_YOUR OBJECTIVE_
In the passage below about two brothers, why did they close The South William bar?

_PASSAGE_

________________

In their twenties, they ran The South William bar, an enormously popular Celtic Tiger haunt, which they closed to turn their long-held dream of owning a restaurant into a reality. “We were both doing the same job there; we were on top of each other every day, and we were partying a lot, and the relationship inevitably suffered,” says Marc. He adds that he often brought “the big brother dynamic” into the workplace, “but when you’re business partners that can be a problem.” He adds, “We wanted to be brothers again and we realised back then that if we kept working as tightly as we had been, something would have to give and neither of us wanted it to be our relationship.”

________________

_DATA PROVIDED_

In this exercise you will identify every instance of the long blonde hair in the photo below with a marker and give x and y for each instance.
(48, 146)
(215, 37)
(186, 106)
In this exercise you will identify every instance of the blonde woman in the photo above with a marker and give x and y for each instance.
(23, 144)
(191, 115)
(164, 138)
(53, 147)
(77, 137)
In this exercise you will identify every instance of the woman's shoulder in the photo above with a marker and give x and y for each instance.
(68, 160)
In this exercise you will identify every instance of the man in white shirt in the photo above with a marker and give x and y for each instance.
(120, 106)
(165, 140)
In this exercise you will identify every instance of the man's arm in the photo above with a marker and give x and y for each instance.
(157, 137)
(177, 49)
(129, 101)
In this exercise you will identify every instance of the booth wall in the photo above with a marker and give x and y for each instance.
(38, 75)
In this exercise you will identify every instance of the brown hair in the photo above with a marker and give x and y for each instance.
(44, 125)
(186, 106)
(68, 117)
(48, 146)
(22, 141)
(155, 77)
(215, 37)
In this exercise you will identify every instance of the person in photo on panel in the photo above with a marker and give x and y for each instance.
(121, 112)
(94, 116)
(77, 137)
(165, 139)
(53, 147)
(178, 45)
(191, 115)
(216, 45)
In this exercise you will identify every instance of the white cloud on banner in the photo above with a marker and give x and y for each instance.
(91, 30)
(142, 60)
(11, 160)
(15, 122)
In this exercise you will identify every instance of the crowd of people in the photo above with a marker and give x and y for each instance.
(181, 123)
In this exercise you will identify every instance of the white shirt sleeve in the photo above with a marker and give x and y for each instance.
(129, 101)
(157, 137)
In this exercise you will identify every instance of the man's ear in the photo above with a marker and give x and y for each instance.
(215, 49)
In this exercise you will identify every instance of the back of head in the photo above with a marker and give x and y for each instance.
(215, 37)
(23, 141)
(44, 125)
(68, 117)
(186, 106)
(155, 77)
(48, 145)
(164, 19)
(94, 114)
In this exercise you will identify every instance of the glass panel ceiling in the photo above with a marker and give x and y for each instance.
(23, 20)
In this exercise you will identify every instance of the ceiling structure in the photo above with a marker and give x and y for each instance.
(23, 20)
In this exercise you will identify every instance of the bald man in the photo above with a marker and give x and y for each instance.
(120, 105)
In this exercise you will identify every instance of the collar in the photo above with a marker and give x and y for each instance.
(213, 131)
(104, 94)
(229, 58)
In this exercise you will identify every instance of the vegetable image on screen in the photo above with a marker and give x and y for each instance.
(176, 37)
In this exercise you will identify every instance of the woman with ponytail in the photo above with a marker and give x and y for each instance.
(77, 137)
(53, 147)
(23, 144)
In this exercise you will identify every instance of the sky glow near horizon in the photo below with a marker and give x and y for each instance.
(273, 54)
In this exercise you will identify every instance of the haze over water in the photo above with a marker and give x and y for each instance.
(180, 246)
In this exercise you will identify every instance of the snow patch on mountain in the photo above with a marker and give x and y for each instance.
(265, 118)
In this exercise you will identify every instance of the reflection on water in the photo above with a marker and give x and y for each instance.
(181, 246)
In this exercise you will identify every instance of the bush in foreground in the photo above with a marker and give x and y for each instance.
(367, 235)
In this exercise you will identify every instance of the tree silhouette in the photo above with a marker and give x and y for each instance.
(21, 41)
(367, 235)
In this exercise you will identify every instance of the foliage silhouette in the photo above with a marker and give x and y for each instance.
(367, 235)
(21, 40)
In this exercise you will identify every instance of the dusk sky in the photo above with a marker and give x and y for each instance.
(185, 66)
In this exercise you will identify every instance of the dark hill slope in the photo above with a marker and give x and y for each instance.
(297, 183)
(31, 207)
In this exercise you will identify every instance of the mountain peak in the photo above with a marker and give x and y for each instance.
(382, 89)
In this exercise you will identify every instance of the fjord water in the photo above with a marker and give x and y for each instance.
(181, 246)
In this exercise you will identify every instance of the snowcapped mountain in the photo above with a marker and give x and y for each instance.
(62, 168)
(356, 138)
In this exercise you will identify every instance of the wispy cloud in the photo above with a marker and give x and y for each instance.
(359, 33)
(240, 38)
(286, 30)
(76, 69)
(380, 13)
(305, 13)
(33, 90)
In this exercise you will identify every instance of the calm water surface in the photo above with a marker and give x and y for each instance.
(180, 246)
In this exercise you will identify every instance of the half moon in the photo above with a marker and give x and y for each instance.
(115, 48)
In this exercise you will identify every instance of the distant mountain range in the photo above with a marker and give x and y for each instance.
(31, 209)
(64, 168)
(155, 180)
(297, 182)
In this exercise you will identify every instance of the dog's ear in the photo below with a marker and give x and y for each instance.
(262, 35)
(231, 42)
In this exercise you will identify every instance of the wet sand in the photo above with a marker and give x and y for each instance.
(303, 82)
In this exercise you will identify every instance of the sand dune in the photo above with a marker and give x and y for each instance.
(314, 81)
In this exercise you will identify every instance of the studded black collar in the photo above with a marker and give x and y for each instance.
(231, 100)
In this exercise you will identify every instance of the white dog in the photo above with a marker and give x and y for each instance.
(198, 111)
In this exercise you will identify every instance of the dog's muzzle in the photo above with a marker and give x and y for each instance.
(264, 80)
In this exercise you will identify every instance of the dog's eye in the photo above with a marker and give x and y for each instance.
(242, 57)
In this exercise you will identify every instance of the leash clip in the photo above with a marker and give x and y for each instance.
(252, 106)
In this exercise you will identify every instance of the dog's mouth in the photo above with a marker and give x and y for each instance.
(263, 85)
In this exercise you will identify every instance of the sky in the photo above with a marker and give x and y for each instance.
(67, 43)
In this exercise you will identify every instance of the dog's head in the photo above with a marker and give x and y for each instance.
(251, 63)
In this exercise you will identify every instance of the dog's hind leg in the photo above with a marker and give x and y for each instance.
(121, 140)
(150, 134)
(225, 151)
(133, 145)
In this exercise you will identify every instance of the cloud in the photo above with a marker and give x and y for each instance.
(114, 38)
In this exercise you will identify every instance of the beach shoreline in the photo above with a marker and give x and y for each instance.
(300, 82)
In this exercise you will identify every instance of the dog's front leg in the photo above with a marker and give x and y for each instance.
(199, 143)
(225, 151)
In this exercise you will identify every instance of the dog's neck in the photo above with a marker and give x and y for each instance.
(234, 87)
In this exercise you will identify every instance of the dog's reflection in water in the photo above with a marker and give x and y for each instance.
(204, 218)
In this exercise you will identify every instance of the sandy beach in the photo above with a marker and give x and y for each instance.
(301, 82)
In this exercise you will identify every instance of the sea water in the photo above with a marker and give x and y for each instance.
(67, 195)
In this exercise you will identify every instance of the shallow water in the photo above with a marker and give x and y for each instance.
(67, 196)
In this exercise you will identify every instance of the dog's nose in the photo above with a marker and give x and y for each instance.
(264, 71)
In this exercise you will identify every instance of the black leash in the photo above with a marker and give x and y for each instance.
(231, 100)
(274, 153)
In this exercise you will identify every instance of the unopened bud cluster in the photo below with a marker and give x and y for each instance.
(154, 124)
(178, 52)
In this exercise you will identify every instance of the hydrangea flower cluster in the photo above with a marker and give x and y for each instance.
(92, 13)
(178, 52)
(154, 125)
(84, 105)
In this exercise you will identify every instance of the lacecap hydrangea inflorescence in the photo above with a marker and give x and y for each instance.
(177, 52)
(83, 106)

________________

_WRITTEN SOLUTION_
They closed it to turn their long-held dream of owning a restaurant into a reality.